■ Raw records ■
━━━━━━
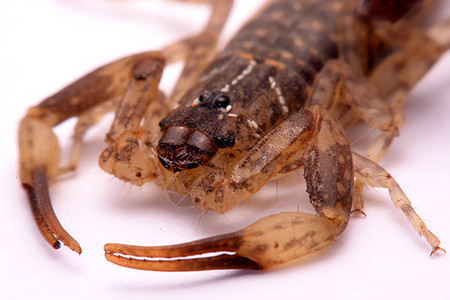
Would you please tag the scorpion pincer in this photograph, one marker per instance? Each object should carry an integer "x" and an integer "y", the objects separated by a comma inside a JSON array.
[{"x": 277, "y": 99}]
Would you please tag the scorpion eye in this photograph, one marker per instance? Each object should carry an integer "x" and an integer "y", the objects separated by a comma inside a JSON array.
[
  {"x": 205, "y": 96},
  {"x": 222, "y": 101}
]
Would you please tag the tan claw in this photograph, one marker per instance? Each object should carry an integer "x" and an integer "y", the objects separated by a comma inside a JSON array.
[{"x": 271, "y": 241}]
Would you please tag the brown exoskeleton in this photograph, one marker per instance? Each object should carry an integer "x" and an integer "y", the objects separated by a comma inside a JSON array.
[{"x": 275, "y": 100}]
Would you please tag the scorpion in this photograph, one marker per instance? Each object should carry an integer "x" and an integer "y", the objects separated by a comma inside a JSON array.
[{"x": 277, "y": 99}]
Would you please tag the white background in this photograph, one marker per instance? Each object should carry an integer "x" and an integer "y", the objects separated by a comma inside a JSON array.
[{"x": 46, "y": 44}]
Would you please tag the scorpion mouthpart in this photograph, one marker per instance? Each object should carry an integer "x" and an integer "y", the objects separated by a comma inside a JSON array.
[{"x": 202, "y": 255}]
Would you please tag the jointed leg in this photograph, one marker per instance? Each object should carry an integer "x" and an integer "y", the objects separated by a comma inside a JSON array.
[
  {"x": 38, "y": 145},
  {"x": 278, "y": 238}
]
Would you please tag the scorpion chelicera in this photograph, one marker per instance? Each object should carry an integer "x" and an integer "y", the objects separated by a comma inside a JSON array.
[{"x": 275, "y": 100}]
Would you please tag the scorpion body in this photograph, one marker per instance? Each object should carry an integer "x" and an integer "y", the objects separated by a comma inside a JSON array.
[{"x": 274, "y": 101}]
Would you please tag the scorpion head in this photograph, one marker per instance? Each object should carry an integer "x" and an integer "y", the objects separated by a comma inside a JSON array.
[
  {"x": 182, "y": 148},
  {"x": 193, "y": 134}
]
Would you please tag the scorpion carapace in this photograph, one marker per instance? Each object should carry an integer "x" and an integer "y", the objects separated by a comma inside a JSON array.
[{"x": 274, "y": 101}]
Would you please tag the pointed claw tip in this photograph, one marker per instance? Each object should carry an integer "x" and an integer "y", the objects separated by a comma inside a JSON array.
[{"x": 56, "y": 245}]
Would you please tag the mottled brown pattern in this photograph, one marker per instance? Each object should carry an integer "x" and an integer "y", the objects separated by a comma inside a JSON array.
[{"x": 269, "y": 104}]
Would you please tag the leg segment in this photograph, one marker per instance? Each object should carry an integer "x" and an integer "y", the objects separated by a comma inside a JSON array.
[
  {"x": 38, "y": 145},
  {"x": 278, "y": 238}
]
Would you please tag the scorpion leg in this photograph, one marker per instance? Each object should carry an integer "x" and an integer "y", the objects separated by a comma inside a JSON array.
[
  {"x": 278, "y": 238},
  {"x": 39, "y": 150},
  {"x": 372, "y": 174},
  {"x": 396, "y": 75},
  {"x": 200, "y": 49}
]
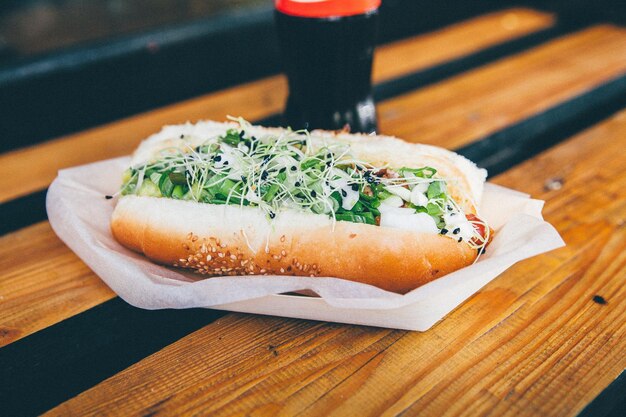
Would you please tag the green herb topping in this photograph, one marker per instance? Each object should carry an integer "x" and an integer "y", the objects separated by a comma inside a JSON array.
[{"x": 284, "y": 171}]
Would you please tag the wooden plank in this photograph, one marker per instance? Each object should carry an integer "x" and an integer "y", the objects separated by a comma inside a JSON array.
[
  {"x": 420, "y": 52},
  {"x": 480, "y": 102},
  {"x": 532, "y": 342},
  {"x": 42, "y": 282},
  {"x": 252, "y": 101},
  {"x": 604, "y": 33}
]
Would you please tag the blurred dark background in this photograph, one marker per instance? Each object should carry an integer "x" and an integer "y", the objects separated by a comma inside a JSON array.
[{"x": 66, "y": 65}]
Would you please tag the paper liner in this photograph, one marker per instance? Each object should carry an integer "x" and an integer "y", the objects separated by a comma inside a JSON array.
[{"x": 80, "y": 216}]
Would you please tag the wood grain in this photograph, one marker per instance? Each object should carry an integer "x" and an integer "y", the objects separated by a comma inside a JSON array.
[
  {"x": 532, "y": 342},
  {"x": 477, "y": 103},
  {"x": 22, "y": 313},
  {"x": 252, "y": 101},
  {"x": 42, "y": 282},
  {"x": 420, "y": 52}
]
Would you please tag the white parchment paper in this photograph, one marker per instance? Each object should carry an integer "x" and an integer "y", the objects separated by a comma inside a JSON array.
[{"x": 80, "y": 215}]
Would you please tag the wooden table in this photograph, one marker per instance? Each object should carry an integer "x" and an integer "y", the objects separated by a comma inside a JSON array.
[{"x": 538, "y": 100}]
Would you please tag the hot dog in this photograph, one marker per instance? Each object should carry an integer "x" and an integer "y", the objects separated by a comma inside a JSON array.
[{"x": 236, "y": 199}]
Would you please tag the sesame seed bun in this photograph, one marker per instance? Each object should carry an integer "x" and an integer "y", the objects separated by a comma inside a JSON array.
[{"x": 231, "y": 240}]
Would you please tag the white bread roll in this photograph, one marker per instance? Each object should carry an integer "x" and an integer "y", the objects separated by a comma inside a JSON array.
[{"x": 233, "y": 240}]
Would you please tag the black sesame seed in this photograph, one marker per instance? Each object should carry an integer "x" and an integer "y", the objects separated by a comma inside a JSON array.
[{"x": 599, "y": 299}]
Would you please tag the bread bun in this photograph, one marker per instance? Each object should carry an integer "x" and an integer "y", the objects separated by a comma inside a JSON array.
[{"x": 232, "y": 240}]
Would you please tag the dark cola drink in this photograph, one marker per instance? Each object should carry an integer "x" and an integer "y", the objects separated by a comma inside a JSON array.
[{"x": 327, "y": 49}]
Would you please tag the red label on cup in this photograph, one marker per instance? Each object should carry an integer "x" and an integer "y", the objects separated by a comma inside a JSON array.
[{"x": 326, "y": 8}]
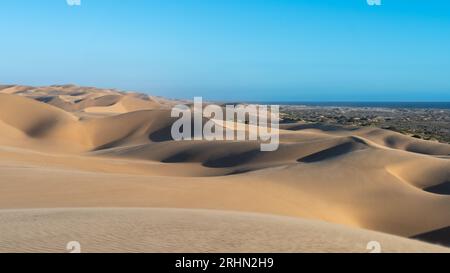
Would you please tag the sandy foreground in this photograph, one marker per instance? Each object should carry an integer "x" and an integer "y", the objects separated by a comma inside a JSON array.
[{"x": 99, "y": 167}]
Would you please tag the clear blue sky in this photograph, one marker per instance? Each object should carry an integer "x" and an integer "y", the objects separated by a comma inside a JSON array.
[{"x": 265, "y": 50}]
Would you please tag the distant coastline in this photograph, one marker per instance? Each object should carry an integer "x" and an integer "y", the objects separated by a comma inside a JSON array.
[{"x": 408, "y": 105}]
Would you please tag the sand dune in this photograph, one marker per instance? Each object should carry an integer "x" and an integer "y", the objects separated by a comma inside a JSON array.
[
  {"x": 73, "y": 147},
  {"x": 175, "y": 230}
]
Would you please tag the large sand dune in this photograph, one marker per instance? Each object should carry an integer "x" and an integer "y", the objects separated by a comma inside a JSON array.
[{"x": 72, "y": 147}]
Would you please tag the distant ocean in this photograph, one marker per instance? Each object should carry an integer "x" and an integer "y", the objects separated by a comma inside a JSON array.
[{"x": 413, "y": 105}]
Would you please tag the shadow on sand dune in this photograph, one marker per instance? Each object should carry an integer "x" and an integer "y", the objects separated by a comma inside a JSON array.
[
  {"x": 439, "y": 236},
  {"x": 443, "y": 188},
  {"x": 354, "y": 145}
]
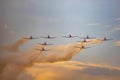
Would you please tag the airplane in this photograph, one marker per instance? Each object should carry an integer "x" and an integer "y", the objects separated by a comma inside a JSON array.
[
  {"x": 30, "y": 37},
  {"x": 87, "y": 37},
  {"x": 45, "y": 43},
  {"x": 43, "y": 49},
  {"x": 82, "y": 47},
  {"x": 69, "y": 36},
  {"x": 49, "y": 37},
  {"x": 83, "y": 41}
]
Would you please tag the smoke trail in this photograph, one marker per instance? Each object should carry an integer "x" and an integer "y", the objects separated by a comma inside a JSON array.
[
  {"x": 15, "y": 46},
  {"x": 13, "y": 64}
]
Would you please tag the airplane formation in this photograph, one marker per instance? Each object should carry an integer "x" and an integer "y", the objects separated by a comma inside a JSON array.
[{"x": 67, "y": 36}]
━━━━━━
■ EXERCISE DESCRIPTION ■
Copy every line from the one containing "Would you please tag the sand dune" through the last line of the items, including both ends. Leave the pictures out of your copy.

■ RESULT ■
Would you please tag the sand dune in this photograph, one marker per instance? Each object should carry an integer "x" and an integer "y", the objects separated by a comma inside a JSON array.
[
  {"x": 73, "y": 147},
  {"x": 175, "y": 230}
]
Would you please tag the large sand dune in this photograph, one marker per instance? Each object should carry an integer "x" and an integer "y", the objects separated by a comma inside a JSON array.
[{"x": 72, "y": 147}]
Would you please tag the distant ocean in this photograph, one marker per instance? Each object should carry an integer "x" and an integer "y", the objects separated by a comma inside a JSON array.
[{"x": 413, "y": 105}]
Would you please tag the shadow on sand dune in this photograph, one marker per instance? Each object should carry an integer "x" and an integer "y", the objects separated by a comma inside a JSON array.
[
  {"x": 439, "y": 236},
  {"x": 443, "y": 188},
  {"x": 354, "y": 145}
]
Would you please tag the airplane in this photograph, one marker per instance? Each object should carry an integer "x" and an integer "y", the objects separated by a comma inside a JSON array.
[
  {"x": 30, "y": 37},
  {"x": 87, "y": 37},
  {"x": 45, "y": 43},
  {"x": 43, "y": 49},
  {"x": 82, "y": 47},
  {"x": 69, "y": 36},
  {"x": 49, "y": 37},
  {"x": 83, "y": 41}
]
Would you please tag the smoke trail in this photograph, one marker per instance? Each object should carry an integer "x" and an integer "y", the objects separated by a comma inside a JSON array.
[
  {"x": 15, "y": 46},
  {"x": 13, "y": 64}
]
Would you please tag the airplane formation in this photograph, one marker per instance? Each object should carry an integer "x" and an integer "y", the objects separated by a comma inside a JSON array.
[{"x": 67, "y": 36}]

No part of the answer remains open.